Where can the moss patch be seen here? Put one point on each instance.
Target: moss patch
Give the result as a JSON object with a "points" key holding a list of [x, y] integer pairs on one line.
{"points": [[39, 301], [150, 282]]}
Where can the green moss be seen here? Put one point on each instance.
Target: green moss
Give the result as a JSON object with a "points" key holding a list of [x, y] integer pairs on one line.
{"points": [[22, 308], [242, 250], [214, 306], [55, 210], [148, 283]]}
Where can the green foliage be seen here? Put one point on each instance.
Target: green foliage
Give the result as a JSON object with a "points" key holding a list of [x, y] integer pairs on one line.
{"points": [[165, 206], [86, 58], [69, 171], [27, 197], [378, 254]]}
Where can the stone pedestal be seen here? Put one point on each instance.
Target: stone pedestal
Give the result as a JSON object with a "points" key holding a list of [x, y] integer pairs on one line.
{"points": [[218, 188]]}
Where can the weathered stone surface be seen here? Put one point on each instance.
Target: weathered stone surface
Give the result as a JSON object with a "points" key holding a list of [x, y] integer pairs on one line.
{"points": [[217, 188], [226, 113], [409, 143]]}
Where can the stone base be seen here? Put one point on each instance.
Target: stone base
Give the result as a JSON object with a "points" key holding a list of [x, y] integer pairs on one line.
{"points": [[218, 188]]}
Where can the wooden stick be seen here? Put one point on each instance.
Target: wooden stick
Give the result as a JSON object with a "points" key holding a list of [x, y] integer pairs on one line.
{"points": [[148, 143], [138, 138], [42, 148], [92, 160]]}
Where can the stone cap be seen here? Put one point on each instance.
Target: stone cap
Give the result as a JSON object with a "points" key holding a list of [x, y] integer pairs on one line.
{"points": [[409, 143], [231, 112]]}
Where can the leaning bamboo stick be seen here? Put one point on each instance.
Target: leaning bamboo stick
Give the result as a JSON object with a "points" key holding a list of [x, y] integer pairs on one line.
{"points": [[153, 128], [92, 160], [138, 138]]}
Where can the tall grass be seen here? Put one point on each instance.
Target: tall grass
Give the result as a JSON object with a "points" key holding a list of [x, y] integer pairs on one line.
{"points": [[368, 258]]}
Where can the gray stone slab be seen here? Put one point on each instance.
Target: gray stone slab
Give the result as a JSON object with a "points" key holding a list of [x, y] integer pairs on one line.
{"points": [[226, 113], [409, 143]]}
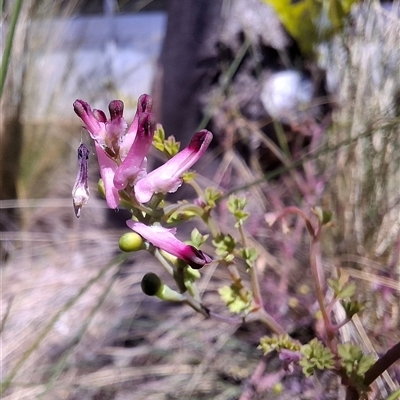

__________________________________________________

Work task. Which lines above run from the one containing "Where can the stone base" down to the one containing "Target: gray stone slab"? Repeat exactly those, both ends included, and nothing else.

Your response.
Where can the stone base be seen here? Put one point on each instance.
Target: stone base
Give the result as a JSON object with a "points" key holding a list of [x, y] integer pairs on one line.
{"points": [[218, 188]]}
Where can the wooden stick be seen here? Put one point on each instance.
Target: wooden stick
Give the result as a JSON object with a "points" key holding a list of [x, y] integer pairs on one line.
{"points": [[148, 143], [138, 138], [42, 148], [92, 160]]}
Where can the stone cap be seen here? Put one point on each instance.
Target: stone cap
Give the result as a JSON object with a "points" key holding a list of [x, y] integer pairs on one line.
{"points": [[409, 143], [231, 112]]}
Where can the leaning bamboo stick be seen here? Put one point on each instance.
Target: leaning bamboo stick
Give the result as a JSON object with a "points" key holding a list of [x, y] integer pairs on one line.
{"points": [[153, 128], [92, 160], [138, 138]]}
Where can the tall grass be seen here? Put one point on each instance.
Target: tall grass
Give the result as a JSON object with a "points" key holding a list of [x, y] integer pairs on one line.
{"points": [[368, 258]]}
Where can the gray stone slab be seen here? Put one point on each instance.
Target: gray stone slab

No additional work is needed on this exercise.